> **Work required**:
Locate each line in the entries below containing the word "table", and copy those lines out in full.

[Named-object pointing entries]
§

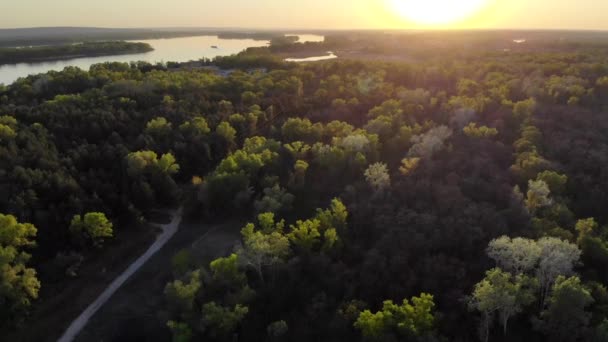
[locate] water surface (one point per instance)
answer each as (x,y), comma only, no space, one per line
(330,55)
(165,50)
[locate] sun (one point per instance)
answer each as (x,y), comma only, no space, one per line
(437,12)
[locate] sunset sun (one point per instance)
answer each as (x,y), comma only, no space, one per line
(437,12)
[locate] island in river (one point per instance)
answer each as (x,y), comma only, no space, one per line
(69,51)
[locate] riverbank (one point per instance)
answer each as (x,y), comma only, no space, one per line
(64,52)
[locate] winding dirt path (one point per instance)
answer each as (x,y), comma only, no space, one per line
(168,230)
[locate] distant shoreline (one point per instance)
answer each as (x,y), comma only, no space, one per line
(12,56)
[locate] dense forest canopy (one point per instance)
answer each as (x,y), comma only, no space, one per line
(451,199)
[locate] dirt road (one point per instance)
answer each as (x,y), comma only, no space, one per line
(168,230)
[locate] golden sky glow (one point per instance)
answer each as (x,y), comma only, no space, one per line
(310,14)
(437,12)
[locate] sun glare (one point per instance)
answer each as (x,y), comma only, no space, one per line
(437,12)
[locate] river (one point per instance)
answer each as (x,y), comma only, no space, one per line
(165,50)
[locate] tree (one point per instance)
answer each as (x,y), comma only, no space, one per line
(555,181)
(377,176)
(409,165)
(565,318)
(226,271)
(585,227)
(142,162)
(159,127)
(538,195)
(197,127)
(276,330)
(305,234)
(275,199)
(433,141)
(221,321)
(182,294)
(181,331)
(18,283)
(94,226)
(518,255)
(261,250)
(227,133)
(472,131)
(557,258)
(499,292)
(406,320)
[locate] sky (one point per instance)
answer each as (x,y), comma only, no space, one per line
(307,14)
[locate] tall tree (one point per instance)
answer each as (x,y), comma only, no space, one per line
(18,283)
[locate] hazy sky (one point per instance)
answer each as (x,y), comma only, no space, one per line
(340,14)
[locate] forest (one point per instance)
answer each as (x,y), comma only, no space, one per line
(59,52)
(458,196)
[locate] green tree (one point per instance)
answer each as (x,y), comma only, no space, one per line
(377,176)
(227,133)
(261,250)
(566,317)
(181,332)
(226,271)
(555,181)
(405,320)
(501,293)
(18,283)
(538,195)
(472,131)
(305,234)
(94,226)
(221,321)
(517,255)
(182,294)
(159,127)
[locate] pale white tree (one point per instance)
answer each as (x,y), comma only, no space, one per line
(433,141)
(557,258)
(377,176)
(503,294)
(355,143)
(518,255)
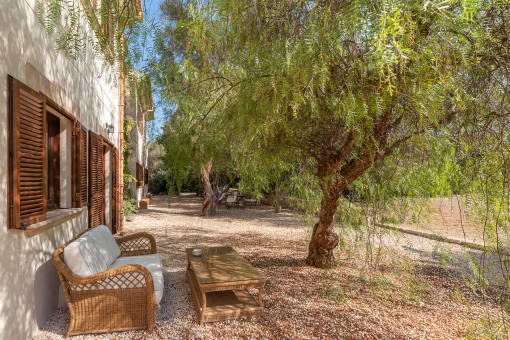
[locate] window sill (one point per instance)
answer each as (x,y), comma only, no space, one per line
(53,218)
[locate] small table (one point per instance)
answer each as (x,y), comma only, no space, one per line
(219,279)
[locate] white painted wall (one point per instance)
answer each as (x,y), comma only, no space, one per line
(28,283)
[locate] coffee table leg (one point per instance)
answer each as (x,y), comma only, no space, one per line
(204,305)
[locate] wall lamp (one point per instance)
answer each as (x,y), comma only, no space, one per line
(110,128)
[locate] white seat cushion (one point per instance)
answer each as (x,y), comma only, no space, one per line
(108,247)
(151,262)
(83,256)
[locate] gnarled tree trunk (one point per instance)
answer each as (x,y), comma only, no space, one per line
(324,238)
(210,202)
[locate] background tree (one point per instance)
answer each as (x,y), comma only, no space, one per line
(340,84)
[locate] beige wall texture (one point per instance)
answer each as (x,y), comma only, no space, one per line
(29,283)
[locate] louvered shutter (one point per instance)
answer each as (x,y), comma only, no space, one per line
(27,155)
(115,185)
(80,165)
(96,180)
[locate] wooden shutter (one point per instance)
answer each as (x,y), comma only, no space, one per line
(96,180)
(27,155)
(79,165)
(139,176)
(115,185)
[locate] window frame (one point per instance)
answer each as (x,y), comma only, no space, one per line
(53,188)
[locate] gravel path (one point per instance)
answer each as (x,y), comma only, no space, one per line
(395,300)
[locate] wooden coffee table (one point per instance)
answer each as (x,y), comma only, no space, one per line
(219,280)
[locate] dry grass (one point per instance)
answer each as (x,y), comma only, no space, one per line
(404,297)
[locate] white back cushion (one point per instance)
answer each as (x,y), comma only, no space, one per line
(108,247)
(83,256)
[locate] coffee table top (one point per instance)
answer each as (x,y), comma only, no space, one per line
(221,265)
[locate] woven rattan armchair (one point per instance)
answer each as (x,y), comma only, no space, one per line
(118,299)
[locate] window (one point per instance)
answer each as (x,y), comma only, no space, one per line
(139,174)
(96,183)
(42,149)
(53,161)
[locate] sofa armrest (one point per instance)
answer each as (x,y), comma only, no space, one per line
(137,244)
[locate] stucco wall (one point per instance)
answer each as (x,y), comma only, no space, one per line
(28,283)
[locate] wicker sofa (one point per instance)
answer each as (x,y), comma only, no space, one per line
(119,294)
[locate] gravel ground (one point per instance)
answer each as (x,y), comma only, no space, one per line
(408,295)
(448,216)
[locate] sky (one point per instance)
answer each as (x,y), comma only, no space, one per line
(152,12)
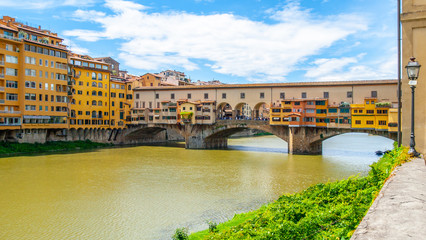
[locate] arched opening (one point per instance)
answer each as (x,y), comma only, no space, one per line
(224,111)
(243,111)
(261,111)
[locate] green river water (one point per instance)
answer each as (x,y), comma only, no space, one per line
(147,192)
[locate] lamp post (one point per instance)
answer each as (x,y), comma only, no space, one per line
(413,68)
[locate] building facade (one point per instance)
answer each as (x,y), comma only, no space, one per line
(33,77)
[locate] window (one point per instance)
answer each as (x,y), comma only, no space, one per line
(11,72)
(11,84)
(13,59)
(11,97)
(326,95)
(30,72)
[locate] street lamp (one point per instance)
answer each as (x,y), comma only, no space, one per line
(413,68)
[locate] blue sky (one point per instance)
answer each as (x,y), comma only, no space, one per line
(232,41)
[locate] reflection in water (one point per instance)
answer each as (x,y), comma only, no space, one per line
(147,192)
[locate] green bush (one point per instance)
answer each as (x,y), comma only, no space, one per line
(212,226)
(180,234)
(324,211)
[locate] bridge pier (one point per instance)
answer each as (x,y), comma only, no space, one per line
(300,142)
(199,142)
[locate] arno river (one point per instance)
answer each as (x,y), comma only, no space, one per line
(147,192)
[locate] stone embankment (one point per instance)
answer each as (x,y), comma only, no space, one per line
(399,212)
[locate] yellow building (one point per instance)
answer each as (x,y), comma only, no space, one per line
(370,115)
(120,108)
(90,91)
(33,80)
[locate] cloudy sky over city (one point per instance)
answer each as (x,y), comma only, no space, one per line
(239,41)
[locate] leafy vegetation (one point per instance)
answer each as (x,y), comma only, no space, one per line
(323,211)
(8,148)
(180,234)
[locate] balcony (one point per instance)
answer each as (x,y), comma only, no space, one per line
(9,37)
(12,112)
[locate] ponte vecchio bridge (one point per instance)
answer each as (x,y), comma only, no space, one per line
(205,116)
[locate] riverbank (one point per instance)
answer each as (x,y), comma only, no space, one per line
(8,149)
(330,210)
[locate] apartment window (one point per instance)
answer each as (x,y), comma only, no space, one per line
(11,84)
(13,59)
(11,72)
(326,95)
(11,97)
(28,60)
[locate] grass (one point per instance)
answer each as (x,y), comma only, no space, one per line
(324,211)
(13,149)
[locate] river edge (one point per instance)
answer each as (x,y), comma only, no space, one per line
(12,149)
(299,215)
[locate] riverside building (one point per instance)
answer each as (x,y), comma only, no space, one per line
(33,82)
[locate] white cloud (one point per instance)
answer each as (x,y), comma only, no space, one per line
(44,4)
(75,48)
(345,69)
(233,45)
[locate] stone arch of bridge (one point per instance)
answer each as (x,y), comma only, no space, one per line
(224,111)
(243,110)
(261,110)
(226,132)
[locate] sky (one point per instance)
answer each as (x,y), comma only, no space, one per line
(238,41)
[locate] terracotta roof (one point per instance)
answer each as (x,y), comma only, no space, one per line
(275,85)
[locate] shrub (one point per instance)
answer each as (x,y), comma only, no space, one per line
(180,234)
(212,226)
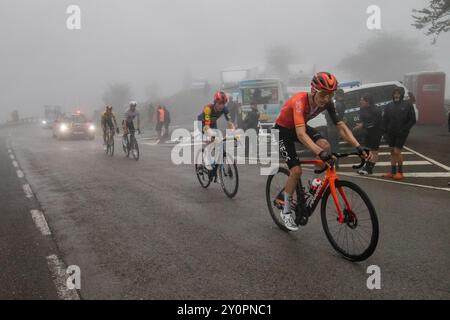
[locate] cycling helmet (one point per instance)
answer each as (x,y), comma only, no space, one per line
(220,97)
(324,81)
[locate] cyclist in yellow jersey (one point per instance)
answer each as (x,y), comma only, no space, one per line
(108,121)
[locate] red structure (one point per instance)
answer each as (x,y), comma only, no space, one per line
(429,90)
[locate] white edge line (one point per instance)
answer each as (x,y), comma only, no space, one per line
(389,181)
(57,269)
(28,191)
(20,174)
(40,222)
(429,159)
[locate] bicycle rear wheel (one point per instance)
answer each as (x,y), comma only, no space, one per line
(357,238)
(275,189)
(229,177)
(201,171)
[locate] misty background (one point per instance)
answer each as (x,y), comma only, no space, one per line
(155,46)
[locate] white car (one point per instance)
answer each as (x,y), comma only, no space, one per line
(382,93)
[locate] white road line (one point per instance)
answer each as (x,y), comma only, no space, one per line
(58,271)
(28,191)
(388,164)
(40,222)
(387,154)
(408,174)
(355,175)
(20,174)
(429,159)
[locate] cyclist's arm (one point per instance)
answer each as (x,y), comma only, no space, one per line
(115,120)
(306,140)
(347,134)
(139,121)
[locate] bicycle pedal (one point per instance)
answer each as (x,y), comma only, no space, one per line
(302,221)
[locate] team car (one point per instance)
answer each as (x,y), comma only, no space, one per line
(74,126)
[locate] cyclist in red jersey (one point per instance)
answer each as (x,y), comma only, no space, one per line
(292,124)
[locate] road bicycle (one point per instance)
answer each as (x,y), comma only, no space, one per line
(225,171)
(348,216)
(110,141)
(130,145)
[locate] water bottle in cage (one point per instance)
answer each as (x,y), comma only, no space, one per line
(314,186)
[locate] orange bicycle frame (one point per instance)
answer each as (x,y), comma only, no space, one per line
(329,181)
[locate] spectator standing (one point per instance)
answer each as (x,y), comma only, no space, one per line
(166,122)
(398,119)
(160,118)
(371,119)
(332,132)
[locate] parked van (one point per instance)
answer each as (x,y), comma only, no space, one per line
(382,93)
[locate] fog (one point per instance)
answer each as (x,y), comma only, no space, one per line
(141,42)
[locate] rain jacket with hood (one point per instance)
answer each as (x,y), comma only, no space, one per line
(399,116)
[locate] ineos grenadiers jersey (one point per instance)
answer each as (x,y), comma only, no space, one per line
(131,115)
(297,111)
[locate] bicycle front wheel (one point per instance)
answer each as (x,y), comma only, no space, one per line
(357,238)
(229,177)
(201,171)
(135,149)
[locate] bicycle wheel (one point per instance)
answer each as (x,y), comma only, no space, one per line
(274,189)
(110,145)
(201,171)
(134,148)
(229,177)
(356,238)
(125,145)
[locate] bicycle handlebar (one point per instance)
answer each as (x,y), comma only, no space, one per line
(341,155)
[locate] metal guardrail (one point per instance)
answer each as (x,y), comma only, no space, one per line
(21,122)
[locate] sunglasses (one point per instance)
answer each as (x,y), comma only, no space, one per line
(324,94)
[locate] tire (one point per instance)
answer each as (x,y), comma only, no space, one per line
(201,171)
(227,171)
(367,250)
(125,147)
(271,194)
(134,149)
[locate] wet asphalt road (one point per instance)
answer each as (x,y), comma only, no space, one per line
(147,230)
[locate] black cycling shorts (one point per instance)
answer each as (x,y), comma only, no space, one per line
(287,139)
(130,126)
(108,123)
(396,141)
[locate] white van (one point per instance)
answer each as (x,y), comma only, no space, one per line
(382,93)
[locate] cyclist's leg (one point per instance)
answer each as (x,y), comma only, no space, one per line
(287,138)
(104,132)
(318,139)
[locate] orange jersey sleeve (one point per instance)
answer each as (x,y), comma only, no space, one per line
(207,114)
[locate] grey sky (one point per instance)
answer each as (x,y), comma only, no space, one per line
(146,41)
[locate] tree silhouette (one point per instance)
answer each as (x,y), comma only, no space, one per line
(436,18)
(386,57)
(117,95)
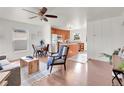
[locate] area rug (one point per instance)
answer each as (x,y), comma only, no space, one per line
(81,57)
(27,80)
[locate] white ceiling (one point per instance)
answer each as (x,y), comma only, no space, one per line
(68,17)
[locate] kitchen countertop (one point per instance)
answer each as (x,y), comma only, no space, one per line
(69,43)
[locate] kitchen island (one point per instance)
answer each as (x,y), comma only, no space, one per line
(74,48)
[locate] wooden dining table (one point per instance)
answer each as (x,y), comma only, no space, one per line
(116,61)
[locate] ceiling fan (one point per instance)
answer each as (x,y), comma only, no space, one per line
(41,13)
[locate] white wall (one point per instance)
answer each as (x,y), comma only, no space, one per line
(105,35)
(83,33)
(36,33)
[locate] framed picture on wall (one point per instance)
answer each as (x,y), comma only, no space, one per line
(20,40)
(76,36)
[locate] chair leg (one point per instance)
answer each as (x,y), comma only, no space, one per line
(116,76)
(33,53)
(51,68)
(65,67)
(47,67)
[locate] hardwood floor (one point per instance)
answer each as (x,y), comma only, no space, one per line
(74,75)
(78,74)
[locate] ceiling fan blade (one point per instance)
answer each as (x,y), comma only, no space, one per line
(43,10)
(29,11)
(45,19)
(32,17)
(52,16)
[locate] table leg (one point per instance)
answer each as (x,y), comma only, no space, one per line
(116,76)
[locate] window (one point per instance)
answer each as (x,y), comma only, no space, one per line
(20,40)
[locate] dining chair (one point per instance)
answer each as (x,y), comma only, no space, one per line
(58,59)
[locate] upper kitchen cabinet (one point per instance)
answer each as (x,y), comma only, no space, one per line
(64,34)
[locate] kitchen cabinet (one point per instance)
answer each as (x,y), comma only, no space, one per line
(65,34)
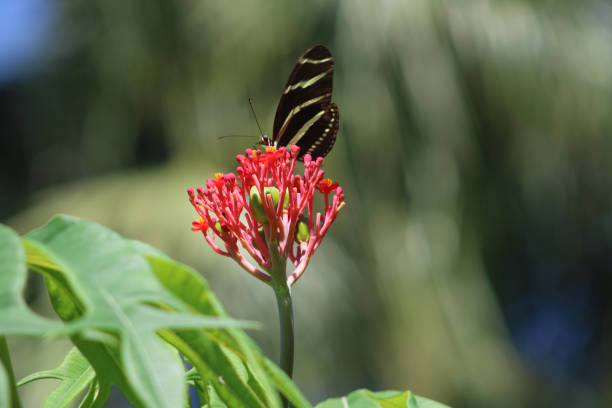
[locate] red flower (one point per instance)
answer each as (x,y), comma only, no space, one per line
(267,210)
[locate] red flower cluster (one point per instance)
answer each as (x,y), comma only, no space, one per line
(267,210)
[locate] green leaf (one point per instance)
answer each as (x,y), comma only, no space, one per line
(15,316)
(218,355)
(5,389)
(76,375)
(381,399)
(99,280)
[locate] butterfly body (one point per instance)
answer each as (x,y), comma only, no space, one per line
(305,115)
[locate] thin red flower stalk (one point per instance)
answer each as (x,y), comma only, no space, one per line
(229,215)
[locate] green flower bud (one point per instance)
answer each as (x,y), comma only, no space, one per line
(256,203)
(261,233)
(302,233)
(257,207)
(273,191)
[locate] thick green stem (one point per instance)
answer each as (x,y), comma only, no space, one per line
(285,314)
(285,311)
(5,359)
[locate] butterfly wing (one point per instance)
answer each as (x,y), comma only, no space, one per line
(306,116)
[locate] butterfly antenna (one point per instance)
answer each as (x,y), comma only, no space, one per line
(255,116)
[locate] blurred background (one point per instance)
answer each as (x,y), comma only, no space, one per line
(472,263)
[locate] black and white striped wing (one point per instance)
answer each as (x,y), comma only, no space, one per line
(306,116)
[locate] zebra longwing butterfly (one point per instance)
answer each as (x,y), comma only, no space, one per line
(305,115)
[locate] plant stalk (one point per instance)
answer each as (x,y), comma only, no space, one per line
(5,359)
(285,312)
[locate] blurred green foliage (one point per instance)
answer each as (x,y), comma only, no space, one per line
(472,262)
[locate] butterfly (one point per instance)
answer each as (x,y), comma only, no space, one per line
(305,115)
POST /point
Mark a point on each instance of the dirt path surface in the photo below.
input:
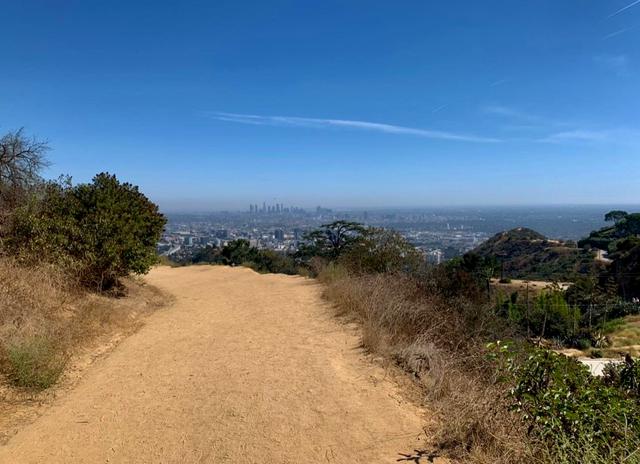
(243, 368)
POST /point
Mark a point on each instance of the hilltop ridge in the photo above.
(523, 253)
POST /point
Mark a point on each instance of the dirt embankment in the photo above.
(242, 368)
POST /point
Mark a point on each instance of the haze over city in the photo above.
(217, 105)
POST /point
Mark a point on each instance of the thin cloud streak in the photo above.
(318, 123)
(624, 9)
(616, 33)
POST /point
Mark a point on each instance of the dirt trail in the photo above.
(243, 368)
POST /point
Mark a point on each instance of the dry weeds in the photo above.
(45, 318)
(439, 343)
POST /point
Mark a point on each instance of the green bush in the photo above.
(564, 405)
(103, 230)
(34, 363)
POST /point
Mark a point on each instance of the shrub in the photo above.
(564, 406)
(103, 230)
(34, 363)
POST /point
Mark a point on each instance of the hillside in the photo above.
(526, 254)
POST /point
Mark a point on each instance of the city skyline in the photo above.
(209, 106)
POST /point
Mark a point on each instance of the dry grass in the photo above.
(438, 342)
(45, 317)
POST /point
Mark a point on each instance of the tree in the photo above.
(21, 161)
(103, 230)
(615, 216)
(331, 240)
(380, 250)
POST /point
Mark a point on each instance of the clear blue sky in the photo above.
(215, 104)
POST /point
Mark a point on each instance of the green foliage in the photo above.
(615, 216)
(525, 254)
(468, 277)
(330, 241)
(34, 363)
(208, 254)
(562, 404)
(624, 376)
(103, 230)
(379, 250)
(241, 253)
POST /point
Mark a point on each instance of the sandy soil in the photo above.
(242, 368)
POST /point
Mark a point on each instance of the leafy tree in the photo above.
(331, 240)
(104, 229)
(208, 254)
(237, 252)
(380, 250)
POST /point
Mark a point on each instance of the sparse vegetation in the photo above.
(58, 243)
(34, 363)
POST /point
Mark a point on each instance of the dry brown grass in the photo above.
(439, 343)
(45, 318)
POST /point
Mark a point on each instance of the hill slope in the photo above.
(526, 254)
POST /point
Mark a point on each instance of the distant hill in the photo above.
(526, 254)
(622, 242)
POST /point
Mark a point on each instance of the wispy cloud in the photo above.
(618, 64)
(318, 123)
(521, 116)
(625, 136)
(578, 136)
(625, 8)
(499, 82)
(616, 33)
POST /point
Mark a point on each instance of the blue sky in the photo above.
(215, 104)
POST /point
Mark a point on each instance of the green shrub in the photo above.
(34, 363)
(564, 406)
(103, 230)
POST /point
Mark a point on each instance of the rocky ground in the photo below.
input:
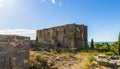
(65, 61)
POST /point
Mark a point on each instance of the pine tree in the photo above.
(92, 43)
(119, 44)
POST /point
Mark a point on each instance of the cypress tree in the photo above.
(92, 43)
(119, 44)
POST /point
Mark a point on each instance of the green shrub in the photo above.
(91, 58)
(109, 53)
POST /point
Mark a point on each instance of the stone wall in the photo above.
(14, 52)
(70, 36)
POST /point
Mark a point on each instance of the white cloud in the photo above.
(7, 3)
(21, 32)
(60, 4)
(53, 1)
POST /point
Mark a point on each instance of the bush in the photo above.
(91, 58)
(109, 53)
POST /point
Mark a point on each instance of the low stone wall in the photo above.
(14, 52)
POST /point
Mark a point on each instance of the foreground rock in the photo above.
(14, 52)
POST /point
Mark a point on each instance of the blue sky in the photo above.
(23, 17)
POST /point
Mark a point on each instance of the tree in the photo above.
(119, 44)
(92, 43)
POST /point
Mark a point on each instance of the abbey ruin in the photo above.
(14, 52)
(70, 36)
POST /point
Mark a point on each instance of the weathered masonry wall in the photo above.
(70, 36)
(14, 52)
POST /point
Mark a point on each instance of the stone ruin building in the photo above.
(14, 52)
(70, 36)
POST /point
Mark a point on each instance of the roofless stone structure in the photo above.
(70, 36)
(14, 52)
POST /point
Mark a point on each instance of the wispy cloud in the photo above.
(7, 3)
(53, 1)
(21, 32)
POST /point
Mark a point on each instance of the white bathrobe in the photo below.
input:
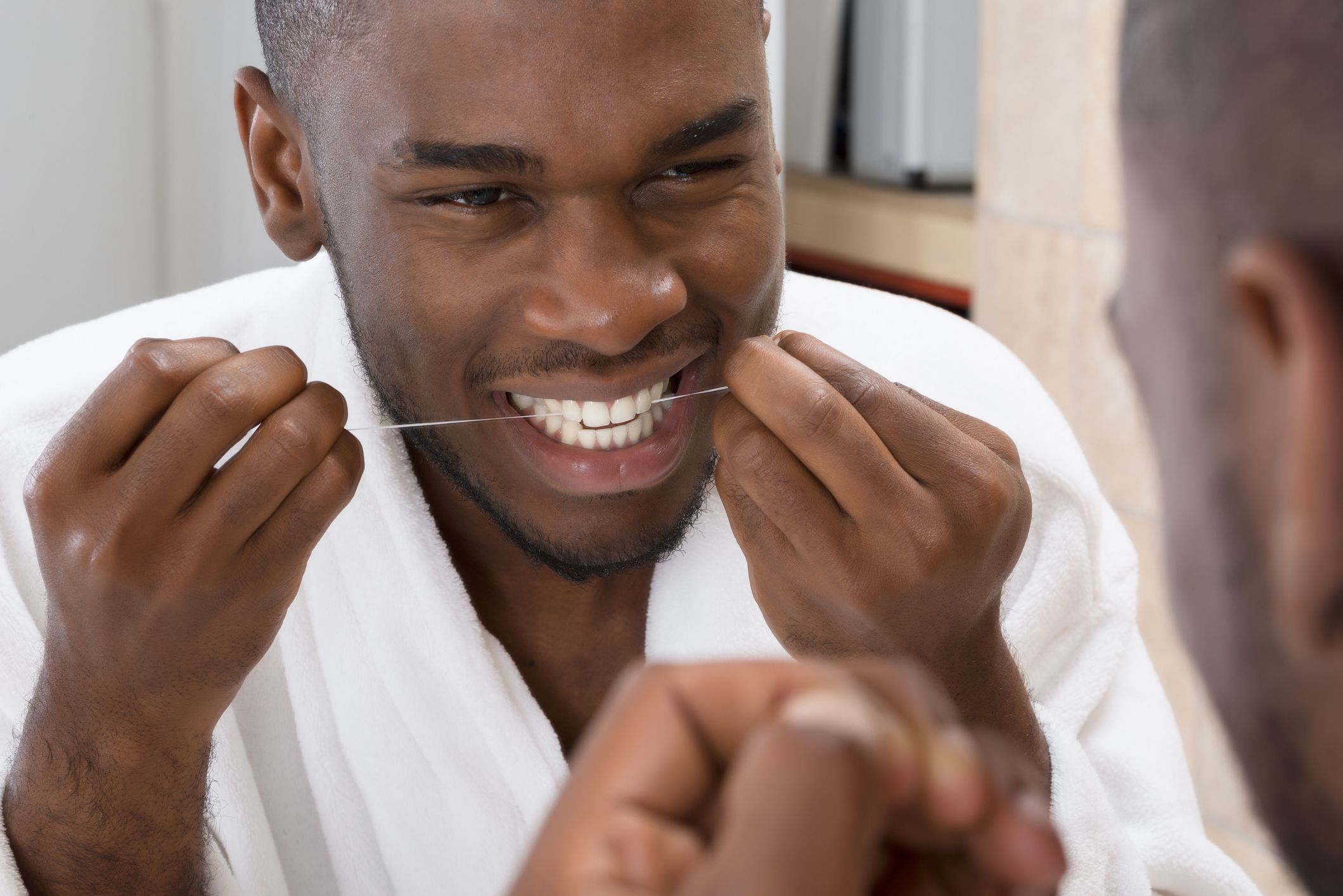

§

> **Task output**:
[locate] small table (one point per instance)
[locate] coffee table leg (one point per instance)
[locate] wooden coffee table (one point per instance)
[locate] coffee table top (one point per instance)
[locate] wooden dining table (one point per instance)
[locate] table leg (one point per instance)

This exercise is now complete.